_Texte fourni_
L’intérêt général ?
Toute
société doit être, ou doit faire croire aux hommes qui la composent qu'elle
est, une émanation de leurs intérêts. A la différence des communautés
précédentes, qui existaient de façon naturelle pour chacun comme source et
condition de son existence, les sociétés marchandes, dans lesquelles les
individus sont indépendants, séparés, doivent se présenter comme leur
association volontaire en un groupe national opposé aux autres ayant pour objet
la défense de leurs intérêts communs. Elles sont une sorte d'association, de
syndicat, dans la guerre de tous contre tous, dont le nom est la nation.
Le fameux intérêt général, tarte à la
crème de tous les idéologues, cache-sexe de toutes les atteintes et violences à
l'encontre des individus, est l'idéologie fondatrice de cette société. Mais
d'où provient donc la nécessité de cet intérêt général unificateur dans une
situation où la main invisible, pour les économistes, est censée coordonner au
mieux les activités de tous, et la raison, pour les philosophes, imposer sa loi
universelle et unificatrice par la ruse.?
C'est que voilà l'individu indépendant,
nouvelle idole de la société marchande, prié d'agir selon ses intérêts privés.
Voilà que ceux-ci se représentent par la valeur, l'argent, et toutes les
catégories qui en dérivent. Ses intérêts, ses besoins, la façon de les
satisfaire, sont le gain, validation sociale de ses efforts, de son existence.
Alors, "l'esprit d'entreprise", le dynamisme sont aussi,
nécessairement, l'égoïsme, la cupidité, l'aveuglement dans une course
anarchique à la production qui est à elle-même son propre but. Tous ces
comportements fondent ce qu'on appelle l'intérêt privé.

Lignes issues d'une source de données
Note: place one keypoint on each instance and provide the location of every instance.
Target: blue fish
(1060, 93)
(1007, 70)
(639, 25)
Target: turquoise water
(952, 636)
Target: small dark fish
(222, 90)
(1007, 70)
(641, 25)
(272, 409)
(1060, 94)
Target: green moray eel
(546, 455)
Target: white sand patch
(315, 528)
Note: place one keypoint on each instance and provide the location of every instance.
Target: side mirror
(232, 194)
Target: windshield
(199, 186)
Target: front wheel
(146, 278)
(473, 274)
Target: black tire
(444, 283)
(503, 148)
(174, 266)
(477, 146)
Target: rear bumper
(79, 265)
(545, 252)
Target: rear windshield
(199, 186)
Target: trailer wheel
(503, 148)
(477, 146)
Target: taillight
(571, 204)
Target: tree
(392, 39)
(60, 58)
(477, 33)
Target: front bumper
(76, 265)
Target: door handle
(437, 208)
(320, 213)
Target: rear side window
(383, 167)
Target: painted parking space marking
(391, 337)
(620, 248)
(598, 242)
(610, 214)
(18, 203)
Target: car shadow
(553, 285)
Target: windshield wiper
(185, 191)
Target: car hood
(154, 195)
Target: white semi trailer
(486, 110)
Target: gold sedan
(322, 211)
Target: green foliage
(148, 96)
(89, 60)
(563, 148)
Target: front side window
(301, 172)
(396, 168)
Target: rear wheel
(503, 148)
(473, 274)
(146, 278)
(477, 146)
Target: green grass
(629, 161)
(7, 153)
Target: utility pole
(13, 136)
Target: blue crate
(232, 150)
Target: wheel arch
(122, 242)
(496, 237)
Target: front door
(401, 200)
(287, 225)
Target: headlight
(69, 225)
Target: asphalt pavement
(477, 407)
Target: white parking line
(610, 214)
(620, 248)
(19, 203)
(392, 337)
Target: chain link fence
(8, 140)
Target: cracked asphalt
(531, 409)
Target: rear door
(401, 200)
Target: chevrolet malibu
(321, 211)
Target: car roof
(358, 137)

---

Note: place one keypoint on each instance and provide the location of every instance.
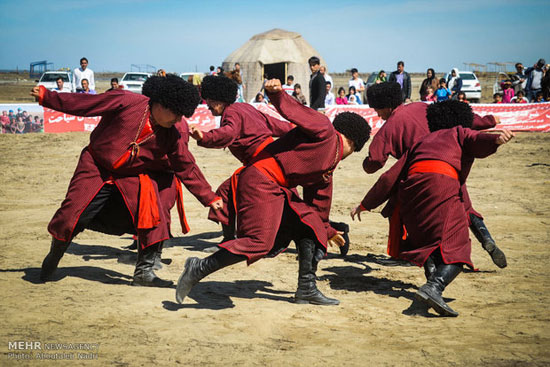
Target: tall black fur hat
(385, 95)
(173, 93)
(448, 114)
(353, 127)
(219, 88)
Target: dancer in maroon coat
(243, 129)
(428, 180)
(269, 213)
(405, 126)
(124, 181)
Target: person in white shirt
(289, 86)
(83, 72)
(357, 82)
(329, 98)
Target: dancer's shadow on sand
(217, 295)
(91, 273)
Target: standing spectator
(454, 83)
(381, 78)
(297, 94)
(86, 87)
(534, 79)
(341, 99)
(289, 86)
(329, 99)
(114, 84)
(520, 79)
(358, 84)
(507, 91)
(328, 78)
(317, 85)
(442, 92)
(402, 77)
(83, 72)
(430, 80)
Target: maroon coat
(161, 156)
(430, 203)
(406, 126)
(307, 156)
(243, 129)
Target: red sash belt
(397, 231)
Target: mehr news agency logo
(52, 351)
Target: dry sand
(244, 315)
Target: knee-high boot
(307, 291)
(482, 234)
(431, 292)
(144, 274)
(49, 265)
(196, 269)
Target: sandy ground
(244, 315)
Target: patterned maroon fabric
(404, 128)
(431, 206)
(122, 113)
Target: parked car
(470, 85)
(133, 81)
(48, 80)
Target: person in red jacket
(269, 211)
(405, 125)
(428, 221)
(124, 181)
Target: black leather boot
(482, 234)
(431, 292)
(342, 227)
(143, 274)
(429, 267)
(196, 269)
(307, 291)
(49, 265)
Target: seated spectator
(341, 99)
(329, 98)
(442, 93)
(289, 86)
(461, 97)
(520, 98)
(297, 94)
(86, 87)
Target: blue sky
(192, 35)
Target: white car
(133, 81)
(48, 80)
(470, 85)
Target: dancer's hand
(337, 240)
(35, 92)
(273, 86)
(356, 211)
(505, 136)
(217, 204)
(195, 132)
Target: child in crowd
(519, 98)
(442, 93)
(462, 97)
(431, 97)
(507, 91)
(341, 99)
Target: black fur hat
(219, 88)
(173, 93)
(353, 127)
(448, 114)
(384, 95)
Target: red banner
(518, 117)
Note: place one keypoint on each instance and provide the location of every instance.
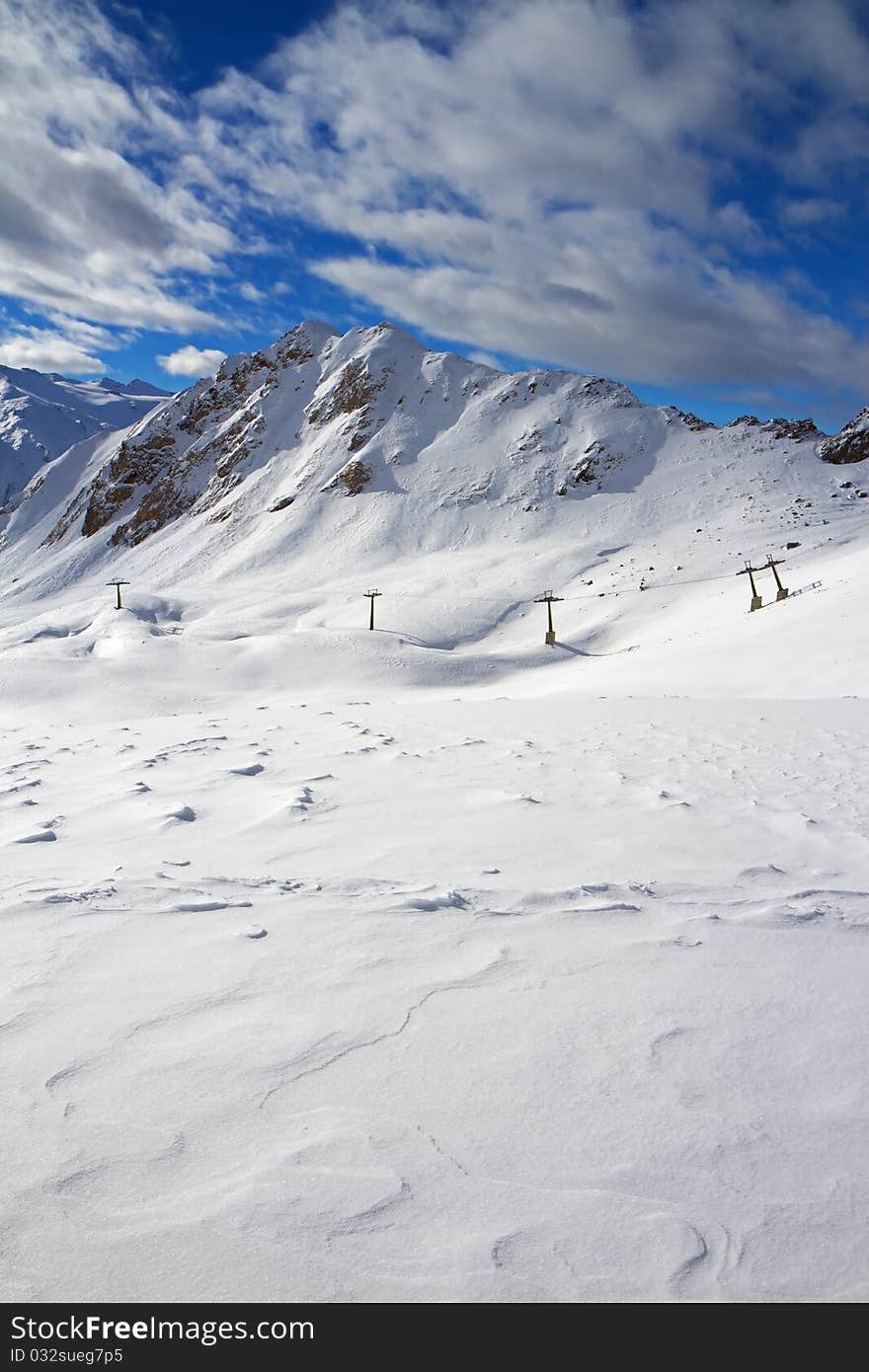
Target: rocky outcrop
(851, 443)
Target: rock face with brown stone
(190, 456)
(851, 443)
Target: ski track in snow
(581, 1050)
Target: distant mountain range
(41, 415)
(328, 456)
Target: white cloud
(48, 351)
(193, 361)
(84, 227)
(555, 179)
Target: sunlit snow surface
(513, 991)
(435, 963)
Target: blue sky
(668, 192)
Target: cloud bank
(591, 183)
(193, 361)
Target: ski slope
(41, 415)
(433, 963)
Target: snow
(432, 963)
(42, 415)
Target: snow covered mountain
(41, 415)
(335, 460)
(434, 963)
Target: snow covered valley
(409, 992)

==

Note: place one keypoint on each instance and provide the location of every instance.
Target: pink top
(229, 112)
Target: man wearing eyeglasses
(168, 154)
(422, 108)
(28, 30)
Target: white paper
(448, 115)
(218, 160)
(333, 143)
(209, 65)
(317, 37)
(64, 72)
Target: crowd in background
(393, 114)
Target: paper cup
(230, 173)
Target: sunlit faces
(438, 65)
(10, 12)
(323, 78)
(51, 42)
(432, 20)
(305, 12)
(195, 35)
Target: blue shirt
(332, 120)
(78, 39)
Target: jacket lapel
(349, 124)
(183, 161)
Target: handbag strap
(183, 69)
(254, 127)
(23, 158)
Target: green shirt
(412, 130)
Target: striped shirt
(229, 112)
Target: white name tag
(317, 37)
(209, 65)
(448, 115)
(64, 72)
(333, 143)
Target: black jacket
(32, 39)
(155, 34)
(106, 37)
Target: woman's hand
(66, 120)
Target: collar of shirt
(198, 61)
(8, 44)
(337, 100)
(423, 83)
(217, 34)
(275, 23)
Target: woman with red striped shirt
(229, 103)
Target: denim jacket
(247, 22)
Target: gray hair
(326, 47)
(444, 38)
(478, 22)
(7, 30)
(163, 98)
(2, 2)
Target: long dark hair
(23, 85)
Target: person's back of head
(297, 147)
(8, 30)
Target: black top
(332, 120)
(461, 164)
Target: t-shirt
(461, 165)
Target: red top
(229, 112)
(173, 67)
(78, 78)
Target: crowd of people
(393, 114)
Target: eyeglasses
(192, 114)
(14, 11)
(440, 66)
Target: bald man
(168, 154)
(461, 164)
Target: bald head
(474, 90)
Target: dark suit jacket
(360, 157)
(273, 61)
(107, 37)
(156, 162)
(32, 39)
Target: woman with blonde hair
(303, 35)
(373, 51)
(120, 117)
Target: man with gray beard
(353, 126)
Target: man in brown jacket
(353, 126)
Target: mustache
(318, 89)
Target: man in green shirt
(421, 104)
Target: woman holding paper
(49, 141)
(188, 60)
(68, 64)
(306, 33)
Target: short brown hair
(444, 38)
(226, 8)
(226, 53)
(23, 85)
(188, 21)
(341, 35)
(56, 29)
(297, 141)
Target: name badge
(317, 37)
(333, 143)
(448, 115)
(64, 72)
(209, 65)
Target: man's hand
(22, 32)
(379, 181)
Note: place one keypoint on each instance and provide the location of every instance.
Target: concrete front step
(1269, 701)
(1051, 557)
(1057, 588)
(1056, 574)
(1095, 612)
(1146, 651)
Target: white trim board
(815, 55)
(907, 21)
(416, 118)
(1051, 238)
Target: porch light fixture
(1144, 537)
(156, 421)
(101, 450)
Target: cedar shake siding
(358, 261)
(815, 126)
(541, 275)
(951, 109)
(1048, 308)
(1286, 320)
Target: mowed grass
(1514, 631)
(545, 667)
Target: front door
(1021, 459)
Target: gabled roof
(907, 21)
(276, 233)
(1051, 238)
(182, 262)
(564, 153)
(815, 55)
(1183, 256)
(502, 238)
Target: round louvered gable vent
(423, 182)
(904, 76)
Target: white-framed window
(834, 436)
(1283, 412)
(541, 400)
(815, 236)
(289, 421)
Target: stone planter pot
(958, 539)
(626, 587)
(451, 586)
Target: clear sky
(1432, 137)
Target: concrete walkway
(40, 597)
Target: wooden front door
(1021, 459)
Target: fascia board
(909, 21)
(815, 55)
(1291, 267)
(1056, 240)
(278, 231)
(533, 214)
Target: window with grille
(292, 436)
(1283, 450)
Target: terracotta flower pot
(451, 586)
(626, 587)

_Consignes_
(1) Veuillez actualiser le passage du texte sur l'intérêt général qui commence aux mots « Le fameux intérêt » et s'arrête après « ses intérêts privés. », en remplaçant « idéologues » par « théoriciens ».
(2) Traduisez en anglais cette phrase du texte sur l'intérêt général : « Elles sont une sorte d'association, de syndicat, dans la guerre de tous contre tous, dont le nom est la nation. »

_Réponses attendues_
(1)
Le fameux intérêt général, tarte à la
crème de tous les théoriciens, cache-sexe de toutes les atteintes et violences à
l'encontre des individus, est l'idéologie fondatrice de cette société. Mais
d'où provient donc la nécessité de cet intérêt général unificateur dans une
situation où la main invisible, pour les économistes, est censée coordonner au
mieux les activités de tous, et la raison, pour les philosophes, imposer sa loi
universelle et unificatrice par la ruse.?
C'est que voilà l'individu indépendant,
nouvelle idole de la société marchande, prié d'agir selon ses intérêts privés.

(2) They are a kind of association, of union, in the war of all against all, whose name is the nation.